--- Dataset entries ---

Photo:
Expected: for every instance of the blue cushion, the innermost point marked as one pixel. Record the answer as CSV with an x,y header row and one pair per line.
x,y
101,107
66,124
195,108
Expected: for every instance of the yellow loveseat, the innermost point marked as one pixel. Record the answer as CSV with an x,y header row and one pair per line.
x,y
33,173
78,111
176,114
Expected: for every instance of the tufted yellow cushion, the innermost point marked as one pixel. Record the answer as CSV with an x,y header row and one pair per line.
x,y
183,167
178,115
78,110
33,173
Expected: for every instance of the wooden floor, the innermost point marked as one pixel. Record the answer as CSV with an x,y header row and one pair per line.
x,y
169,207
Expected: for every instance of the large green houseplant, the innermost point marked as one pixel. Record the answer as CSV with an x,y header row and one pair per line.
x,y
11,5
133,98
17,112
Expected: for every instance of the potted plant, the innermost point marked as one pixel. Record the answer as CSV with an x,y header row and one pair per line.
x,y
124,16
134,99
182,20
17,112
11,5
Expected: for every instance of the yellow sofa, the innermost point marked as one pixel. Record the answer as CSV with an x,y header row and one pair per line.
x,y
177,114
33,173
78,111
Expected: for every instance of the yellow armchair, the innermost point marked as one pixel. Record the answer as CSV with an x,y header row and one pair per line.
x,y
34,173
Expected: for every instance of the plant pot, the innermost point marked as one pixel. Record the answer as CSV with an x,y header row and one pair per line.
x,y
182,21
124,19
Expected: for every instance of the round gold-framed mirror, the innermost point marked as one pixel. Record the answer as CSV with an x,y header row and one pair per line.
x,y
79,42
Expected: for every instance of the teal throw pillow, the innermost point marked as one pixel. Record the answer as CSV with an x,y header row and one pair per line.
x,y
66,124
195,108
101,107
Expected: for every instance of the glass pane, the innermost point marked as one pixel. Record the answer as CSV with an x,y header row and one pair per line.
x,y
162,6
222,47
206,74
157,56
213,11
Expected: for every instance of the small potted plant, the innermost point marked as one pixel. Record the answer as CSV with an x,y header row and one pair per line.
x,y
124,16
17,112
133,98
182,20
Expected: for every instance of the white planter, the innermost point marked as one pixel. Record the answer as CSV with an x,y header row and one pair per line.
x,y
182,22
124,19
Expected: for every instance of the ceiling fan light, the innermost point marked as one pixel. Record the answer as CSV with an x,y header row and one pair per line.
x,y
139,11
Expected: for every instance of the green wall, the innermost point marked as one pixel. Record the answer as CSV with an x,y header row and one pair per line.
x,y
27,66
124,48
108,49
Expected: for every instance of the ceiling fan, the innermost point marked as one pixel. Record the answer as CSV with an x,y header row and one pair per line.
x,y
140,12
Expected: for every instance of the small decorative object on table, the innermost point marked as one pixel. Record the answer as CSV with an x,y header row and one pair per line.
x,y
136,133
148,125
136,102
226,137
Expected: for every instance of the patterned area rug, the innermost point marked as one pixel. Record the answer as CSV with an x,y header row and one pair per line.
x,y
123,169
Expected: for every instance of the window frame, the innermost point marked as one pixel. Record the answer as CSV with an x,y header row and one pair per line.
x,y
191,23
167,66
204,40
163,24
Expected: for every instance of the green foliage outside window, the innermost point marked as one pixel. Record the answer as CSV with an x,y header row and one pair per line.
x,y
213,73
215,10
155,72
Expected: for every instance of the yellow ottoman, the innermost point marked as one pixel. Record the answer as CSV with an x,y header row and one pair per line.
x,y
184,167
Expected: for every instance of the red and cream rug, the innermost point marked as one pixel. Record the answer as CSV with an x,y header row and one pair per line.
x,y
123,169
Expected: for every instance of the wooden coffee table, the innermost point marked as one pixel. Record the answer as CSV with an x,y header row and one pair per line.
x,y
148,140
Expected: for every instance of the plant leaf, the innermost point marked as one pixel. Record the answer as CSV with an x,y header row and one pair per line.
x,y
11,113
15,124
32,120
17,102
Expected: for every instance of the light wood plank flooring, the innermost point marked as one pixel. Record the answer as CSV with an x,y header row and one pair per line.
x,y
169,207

---

> Problem requirements
Retype the lines above, keeping every character.

> Written solution
Photo:
Expected: for every instance of the blue cushion, the innermost point marked as one pixel. Record the answer as CSV with an x,y header row and one pair per line.
x,y
101,107
66,124
195,108
Expected: for every instance of the yellow loveseat, the innermost point marked as one pixel. Record the answer as CSV with an x,y header row and one pair per line.
x,y
33,173
78,111
176,114
Expected: for every instance of the tufted yellow cushion, the innermost point marked as one pixel. Record the answer as CSV with an x,y header row and one pair per line.
x,y
183,167
178,115
78,110
33,173
Expected: for every instance of the wooden floor, the innermost point marked as one pixel. Record the answer as CSV with an x,y header row and one pair per line.
x,y
169,207
Expected: for every instance of the large green houseplant, the innermost point marked as one pixel. Record the answer as CSV with an x,y header row and one pair per line.
x,y
11,5
133,98
17,112
Expected: for every instance of the potted plant, the innermost point marked as one pixel. Record the answer as CSV with an x,y header row and one pair per line.
x,y
124,16
134,99
182,20
17,112
11,5
Expected: for every instance of the yellow sofa, the innermost point marked as one pixel. Record the answer as CSV with an x,y header row and one pair per line.
x,y
177,114
33,173
78,111
Expected: for every instance of the yellow armchair, the innermost point marked as one pixel. Record the answer as CSV with an x,y header row and one pair per line.
x,y
34,173
Expected: for every instance of the plant pot, the innermost point marked as one pixel. Record the answer as CSV with an x,y header row and one pair per line.
x,y
182,21
124,19
Expected: for every instance of the round gold-framed mirror, the innermost point marked as one pixel. Record the answer as CSV with an x,y header row and one pair per line.
x,y
79,42
Expected: for every instance of the teal throw pillow, the innermost point marked as one pixel. Record the answer as CSV with an x,y header row and one pair per line.
x,y
66,124
195,108
101,107
Expected: for every instance of the glass pane, the innermost point marked as one pixel. Record the answer as CSV with an x,y header row and one pair per line.
x,y
162,6
222,47
206,74
157,56
213,11
Expected: for every instance of the small potted plant, the innermost point marked as one pixel. Record the answer as CSV with an x,y header row and one pair per line.
x,y
124,16
17,112
133,98
182,20
Expected: for every instance of the white planter, the innermost point marked as one pixel. Record the answer as CSV with an x,y header row and one pair per line.
x,y
182,22
124,19
Expected: for every instance of the ceiling fan light, the innermost point marked as one pixel. Record the answer as CSV with an x,y header row and one pair per line.
x,y
139,11
Expected: for every instance of the green wall, the innermost point marked as one pixel. Record the answer as CSV with an x,y header row and one pair per line.
x,y
27,66
124,48
108,49
Expected: for every instance of the ceiling fan, the innermost point marked as one pixel. Record the answer as CSV with an x,y header row and one pair per line.
x,y
140,12
Expected: for every instance of the small decorative object on table, the innermost point marked as one pixel. Record the answer as CSV with an x,y header row and one pair per line.
x,y
136,133
148,125
136,102
226,137
Expected: for every instance of the patterned area rug, the innermost point marked as one pixel. Record the answer as CSV with an x,y header row and one pair per line.
x,y
123,169
Expected: for every instance of the window frame, the innermost point marked as one pixel. Record the answer as CSV with an x,y header row and one pair per line.
x,y
191,23
167,66
204,40
163,24
Expected: for every instance of the green foliage outside window, the innermost point marked as one pixel. Record the answer as CSV with an x,y header row and one pair per line.
x,y
213,73
215,10
155,72
Expected: for every instance of the yellow ottoman, the innermost point marked as one pixel. Record the answer as CSV with an x,y header row and one pair per line.
x,y
184,167
Expected: for every instance of the red and cream rug, the innermost point marked as one pixel. Record the answer as CSV with an x,y header row and one pair per line.
x,y
123,169
Expected: for every instance of the wooden coffee table, the innermost point marked as one pixel. Record the answer as CSV with an x,y header row and one pair per line.
x,y
148,140
Expected: for every instance of the plant leaf, the innermost point marked as one pixel. Record the answer as CSV with an x,y header row and one pair per line.
x,y
11,113
15,124
32,120
17,102
Expected: for every instance of the light wood plank flooring, the innermost point marked as one pixel. Record the answer as CSV with an x,y header row and one pair per line.
x,y
169,207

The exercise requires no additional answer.